■ Your goal
Start with the first line of the material. Repeat each line exactly through the one that contains "det: tree bark".

- - - - - - -

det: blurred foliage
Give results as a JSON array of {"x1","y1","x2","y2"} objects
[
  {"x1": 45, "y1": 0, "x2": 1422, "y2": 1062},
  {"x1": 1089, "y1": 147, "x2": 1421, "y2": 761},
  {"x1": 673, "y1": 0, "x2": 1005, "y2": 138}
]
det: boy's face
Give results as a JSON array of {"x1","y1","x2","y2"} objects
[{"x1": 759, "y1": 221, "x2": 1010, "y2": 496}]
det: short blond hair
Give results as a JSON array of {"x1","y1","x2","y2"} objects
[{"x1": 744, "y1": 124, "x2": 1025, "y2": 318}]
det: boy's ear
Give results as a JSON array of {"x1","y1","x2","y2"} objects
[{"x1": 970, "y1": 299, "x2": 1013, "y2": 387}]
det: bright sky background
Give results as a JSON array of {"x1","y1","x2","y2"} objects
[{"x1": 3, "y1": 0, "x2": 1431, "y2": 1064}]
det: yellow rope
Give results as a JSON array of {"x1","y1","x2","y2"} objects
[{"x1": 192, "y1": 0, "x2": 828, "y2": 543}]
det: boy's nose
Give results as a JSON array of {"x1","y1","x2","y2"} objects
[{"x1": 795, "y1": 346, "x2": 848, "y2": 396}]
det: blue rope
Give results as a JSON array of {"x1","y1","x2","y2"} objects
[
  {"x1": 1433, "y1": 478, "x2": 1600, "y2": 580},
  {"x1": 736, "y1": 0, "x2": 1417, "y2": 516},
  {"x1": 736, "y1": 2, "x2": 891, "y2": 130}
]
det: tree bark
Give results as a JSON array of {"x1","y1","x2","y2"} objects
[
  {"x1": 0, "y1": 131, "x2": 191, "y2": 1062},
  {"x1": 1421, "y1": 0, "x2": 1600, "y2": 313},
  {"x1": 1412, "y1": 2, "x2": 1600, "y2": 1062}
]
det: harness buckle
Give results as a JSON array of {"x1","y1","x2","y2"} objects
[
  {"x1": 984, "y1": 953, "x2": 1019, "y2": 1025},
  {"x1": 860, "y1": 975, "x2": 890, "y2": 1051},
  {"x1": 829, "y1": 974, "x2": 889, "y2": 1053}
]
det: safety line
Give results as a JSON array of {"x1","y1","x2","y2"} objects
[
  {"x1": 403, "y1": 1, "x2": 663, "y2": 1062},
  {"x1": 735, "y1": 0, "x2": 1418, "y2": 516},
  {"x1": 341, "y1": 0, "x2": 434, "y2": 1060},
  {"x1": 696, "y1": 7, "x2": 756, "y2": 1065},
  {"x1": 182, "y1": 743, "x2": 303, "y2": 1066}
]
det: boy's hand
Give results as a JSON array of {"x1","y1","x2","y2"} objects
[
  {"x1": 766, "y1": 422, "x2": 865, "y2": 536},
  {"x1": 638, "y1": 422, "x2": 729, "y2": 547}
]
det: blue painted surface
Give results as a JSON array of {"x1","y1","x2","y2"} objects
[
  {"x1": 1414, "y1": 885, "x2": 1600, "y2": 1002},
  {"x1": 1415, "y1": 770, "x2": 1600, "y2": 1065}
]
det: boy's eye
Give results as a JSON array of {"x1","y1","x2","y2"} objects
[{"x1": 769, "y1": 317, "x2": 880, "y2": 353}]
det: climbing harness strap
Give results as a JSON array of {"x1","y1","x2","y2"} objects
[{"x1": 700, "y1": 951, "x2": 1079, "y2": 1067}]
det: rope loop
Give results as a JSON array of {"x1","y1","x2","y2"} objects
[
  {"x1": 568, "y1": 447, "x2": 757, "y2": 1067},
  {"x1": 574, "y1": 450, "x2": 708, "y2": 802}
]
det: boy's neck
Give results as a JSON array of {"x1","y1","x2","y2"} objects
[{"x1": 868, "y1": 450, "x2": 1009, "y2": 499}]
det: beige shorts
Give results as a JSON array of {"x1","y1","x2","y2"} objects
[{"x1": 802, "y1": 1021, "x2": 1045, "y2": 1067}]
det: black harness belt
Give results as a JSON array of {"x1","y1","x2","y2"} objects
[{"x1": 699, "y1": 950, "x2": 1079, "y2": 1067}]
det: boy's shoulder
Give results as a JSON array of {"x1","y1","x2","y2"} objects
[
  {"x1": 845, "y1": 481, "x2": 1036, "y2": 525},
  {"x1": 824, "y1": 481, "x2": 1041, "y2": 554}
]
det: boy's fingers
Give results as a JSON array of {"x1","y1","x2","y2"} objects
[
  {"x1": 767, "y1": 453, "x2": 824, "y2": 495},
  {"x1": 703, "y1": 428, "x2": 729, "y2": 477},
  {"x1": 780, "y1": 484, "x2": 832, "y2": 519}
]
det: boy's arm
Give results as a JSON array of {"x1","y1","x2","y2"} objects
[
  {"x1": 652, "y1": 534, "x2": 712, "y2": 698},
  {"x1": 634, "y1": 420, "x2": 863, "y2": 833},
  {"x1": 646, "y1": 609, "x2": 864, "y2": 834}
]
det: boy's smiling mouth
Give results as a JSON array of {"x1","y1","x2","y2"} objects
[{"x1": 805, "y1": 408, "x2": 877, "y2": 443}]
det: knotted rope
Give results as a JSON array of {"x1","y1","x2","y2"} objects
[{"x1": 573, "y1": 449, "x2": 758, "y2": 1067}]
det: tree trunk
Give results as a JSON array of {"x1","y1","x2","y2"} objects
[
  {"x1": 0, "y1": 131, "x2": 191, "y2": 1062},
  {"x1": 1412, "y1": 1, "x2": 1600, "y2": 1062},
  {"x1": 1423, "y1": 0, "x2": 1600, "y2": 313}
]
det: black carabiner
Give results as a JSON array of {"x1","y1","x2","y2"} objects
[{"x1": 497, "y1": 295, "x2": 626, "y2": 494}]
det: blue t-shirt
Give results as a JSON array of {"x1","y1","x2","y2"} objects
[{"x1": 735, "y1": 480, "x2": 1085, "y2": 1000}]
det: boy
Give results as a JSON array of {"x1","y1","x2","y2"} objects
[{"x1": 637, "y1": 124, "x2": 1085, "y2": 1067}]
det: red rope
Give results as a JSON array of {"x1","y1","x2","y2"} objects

- - - - - - -

■ Reply
det: blurred foliage
Give results as a JSON array of {"x1","y1","x2","y2"} objects
[
  {"x1": 45, "y1": 0, "x2": 1422, "y2": 1062},
  {"x1": 1089, "y1": 147, "x2": 1421, "y2": 761},
  {"x1": 673, "y1": 0, "x2": 1005, "y2": 138}
]
det: boy's face
Give results as a JSON array of {"x1","y1","x2","y2"} objects
[{"x1": 759, "y1": 221, "x2": 1010, "y2": 496}]
det: short blond hair
Give results as a JSON array of {"x1","y1","x2","y2"} objects
[{"x1": 744, "y1": 124, "x2": 1025, "y2": 318}]
det: boy's ear
Give results as a JSON array of {"x1","y1","x2","y2"} objects
[{"x1": 970, "y1": 299, "x2": 1013, "y2": 387}]
det: bright sky background
Give results as a JSON array of {"x1","y1","x2","y2"} objects
[{"x1": 3, "y1": 0, "x2": 1431, "y2": 1064}]
det: yellow rope
Give results as a JSON array of {"x1","y1","x2","y2"} objects
[{"x1": 192, "y1": 0, "x2": 828, "y2": 543}]
det: boy's nose
Give results as a JSON array of {"x1","y1","x2","y2"} objects
[{"x1": 795, "y1": 346, "x2": 848, "y2": 396}]
det: blue rope
Give results as a JSON array of {"x1","y1","x2","y2"} objects
[
  {"x1": 1433, "y1": 478, "x2": 1600, "y2": 580},
  {"x1": 736, "y1": 0, "x2": 1417, "y2": 516},
  {"x1": 736, "y1": 2, "x2": 891, "y2": 130}
]
det: tree bark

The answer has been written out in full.